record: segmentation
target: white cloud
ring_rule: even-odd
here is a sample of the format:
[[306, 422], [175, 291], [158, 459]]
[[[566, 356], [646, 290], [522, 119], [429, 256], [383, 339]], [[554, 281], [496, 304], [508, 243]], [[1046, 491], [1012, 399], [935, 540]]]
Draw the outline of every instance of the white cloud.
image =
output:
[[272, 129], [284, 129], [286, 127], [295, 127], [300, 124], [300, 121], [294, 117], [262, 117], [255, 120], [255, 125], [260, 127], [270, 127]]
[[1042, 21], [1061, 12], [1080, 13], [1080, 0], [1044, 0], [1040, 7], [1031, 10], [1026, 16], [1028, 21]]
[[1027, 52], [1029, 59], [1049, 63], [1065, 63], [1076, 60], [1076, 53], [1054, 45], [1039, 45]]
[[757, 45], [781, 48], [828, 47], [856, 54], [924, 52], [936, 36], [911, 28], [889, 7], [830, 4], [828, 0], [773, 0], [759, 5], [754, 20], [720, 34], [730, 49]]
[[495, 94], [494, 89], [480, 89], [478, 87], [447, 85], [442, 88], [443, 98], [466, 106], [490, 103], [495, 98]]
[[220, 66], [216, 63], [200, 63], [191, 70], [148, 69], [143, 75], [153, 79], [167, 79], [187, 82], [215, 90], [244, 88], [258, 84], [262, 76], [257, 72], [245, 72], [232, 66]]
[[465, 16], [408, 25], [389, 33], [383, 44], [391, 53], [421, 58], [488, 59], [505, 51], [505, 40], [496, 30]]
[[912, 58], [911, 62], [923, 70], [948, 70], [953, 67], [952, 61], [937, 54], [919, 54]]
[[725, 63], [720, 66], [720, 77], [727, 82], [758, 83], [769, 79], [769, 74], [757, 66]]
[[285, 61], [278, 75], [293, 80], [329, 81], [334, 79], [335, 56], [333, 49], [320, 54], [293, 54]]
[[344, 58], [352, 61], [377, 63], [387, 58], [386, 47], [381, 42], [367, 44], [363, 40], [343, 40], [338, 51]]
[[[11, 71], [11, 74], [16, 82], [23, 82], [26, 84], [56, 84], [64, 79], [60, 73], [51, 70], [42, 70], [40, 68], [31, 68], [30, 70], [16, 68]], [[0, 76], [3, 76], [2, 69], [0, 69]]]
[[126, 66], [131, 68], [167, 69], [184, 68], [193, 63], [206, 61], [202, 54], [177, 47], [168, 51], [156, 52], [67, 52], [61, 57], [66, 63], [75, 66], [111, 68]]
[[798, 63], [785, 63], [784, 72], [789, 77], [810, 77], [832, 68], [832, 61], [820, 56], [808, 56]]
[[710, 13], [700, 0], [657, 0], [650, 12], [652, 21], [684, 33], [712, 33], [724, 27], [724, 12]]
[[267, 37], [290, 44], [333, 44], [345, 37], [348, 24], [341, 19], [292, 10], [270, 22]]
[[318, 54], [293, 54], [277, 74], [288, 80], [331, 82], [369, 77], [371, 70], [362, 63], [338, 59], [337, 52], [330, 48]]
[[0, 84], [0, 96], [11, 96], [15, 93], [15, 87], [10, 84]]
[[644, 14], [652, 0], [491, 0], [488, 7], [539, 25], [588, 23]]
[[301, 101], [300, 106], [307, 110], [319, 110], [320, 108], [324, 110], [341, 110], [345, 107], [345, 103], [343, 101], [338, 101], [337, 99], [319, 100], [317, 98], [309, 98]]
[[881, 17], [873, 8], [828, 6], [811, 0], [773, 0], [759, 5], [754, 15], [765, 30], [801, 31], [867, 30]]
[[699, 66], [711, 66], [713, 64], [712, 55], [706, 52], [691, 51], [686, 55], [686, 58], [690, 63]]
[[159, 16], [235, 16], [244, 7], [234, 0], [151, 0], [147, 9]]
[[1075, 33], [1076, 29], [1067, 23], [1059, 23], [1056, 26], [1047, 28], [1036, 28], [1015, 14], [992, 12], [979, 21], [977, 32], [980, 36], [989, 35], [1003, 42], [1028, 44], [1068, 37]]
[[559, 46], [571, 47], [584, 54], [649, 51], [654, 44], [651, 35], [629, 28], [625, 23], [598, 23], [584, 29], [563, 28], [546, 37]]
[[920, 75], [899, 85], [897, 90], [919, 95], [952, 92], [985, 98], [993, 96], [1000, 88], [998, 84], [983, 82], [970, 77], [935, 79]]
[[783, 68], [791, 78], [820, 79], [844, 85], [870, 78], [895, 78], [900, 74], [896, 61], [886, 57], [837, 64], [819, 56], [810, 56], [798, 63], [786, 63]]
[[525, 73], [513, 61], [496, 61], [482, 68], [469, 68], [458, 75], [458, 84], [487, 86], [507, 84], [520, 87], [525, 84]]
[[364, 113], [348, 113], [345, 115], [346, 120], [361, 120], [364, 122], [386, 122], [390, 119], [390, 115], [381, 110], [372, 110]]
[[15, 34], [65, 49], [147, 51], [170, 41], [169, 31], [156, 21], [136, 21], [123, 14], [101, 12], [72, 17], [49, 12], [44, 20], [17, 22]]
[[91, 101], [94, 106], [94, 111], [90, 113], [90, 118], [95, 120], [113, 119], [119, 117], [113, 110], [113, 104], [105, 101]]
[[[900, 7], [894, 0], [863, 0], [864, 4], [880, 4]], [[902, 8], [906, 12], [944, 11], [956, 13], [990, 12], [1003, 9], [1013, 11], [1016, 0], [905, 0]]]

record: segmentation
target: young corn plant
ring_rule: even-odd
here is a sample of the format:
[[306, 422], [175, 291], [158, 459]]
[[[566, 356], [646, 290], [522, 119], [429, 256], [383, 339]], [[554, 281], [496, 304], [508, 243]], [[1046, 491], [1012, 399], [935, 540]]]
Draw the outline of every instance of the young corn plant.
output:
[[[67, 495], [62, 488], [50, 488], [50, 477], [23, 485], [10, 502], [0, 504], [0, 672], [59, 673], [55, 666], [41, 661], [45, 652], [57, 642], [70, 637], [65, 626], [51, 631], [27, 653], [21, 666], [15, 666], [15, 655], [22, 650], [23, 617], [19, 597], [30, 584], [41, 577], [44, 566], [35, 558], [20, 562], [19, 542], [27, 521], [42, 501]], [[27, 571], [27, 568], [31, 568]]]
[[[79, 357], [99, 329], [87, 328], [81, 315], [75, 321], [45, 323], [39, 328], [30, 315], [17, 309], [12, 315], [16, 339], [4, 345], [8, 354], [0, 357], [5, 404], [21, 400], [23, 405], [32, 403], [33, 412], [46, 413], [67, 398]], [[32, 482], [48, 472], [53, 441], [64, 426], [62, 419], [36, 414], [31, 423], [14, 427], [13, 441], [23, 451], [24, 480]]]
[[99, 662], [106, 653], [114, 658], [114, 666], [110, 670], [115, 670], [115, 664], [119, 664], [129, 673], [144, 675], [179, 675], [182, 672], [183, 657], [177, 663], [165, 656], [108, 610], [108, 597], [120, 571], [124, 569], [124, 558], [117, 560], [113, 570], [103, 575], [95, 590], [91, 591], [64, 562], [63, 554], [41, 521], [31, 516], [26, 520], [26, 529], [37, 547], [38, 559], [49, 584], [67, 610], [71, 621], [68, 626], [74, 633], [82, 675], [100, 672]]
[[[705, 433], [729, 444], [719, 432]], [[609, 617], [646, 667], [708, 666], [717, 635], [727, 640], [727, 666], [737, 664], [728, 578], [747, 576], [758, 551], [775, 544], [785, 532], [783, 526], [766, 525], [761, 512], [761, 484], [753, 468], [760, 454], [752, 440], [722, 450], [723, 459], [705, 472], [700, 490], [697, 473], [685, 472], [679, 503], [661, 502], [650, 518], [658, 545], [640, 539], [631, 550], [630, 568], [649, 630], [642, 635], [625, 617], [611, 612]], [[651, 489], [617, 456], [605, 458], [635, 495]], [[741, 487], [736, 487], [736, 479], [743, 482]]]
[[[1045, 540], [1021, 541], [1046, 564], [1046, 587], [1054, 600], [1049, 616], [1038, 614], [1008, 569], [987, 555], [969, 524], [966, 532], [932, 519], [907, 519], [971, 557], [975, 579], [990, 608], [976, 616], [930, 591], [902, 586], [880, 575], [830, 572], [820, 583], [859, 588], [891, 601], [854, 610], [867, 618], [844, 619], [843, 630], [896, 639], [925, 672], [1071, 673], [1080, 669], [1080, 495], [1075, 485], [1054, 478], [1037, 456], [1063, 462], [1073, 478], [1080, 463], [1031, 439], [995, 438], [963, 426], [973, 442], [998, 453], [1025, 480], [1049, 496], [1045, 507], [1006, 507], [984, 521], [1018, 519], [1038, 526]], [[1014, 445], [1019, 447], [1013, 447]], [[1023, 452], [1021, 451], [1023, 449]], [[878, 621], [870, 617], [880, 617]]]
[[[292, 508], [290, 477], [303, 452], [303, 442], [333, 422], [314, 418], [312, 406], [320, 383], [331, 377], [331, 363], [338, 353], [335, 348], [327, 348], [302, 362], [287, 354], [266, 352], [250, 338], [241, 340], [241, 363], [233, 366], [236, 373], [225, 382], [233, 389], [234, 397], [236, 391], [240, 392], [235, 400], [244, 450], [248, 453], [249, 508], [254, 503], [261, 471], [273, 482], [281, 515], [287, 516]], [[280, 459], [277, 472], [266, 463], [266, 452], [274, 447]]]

┄┄┄┄┄┄┄┄┄┄

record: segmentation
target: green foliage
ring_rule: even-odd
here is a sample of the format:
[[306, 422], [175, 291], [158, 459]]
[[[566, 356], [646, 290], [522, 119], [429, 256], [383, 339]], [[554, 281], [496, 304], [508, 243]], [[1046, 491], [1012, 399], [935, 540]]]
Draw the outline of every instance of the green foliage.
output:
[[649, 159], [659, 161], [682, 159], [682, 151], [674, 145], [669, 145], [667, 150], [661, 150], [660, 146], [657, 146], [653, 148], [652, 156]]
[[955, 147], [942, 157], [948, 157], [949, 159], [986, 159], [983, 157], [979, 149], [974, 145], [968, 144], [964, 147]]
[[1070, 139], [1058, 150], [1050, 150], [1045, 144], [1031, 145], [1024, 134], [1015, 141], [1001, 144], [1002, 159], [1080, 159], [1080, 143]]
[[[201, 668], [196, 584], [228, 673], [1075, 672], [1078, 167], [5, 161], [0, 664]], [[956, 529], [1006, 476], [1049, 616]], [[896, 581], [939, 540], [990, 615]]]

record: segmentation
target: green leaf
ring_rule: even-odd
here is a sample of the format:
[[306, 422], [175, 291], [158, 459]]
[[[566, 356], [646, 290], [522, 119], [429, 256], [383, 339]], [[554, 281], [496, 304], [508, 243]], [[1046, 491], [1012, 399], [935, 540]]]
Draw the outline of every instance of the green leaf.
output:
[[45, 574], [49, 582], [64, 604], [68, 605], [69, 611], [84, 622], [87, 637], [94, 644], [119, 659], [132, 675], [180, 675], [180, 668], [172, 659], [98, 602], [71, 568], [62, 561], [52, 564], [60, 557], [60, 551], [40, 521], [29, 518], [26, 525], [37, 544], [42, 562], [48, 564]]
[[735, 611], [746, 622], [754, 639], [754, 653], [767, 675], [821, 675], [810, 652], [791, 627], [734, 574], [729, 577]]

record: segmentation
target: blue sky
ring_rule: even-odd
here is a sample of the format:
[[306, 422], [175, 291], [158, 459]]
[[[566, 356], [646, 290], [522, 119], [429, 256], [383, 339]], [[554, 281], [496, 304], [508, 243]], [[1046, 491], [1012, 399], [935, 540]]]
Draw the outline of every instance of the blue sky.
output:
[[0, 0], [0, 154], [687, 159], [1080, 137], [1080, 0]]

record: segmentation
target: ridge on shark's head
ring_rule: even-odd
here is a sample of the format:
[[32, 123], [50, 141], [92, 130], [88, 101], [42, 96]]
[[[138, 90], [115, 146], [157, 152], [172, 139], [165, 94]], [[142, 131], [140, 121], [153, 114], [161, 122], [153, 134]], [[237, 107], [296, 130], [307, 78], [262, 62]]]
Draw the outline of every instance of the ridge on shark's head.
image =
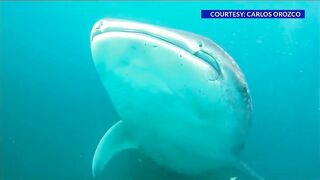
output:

┄┄┄┄┄┄┄┄┄┄

--- EXERCISE INSTRUCTIONS ---
Every line in the data above that contains "ridge" needs to be copied.

--- TASK RESPONSE ---
target: ridge on shark's head
Draw the outline of every instance of the ridge on shark's head.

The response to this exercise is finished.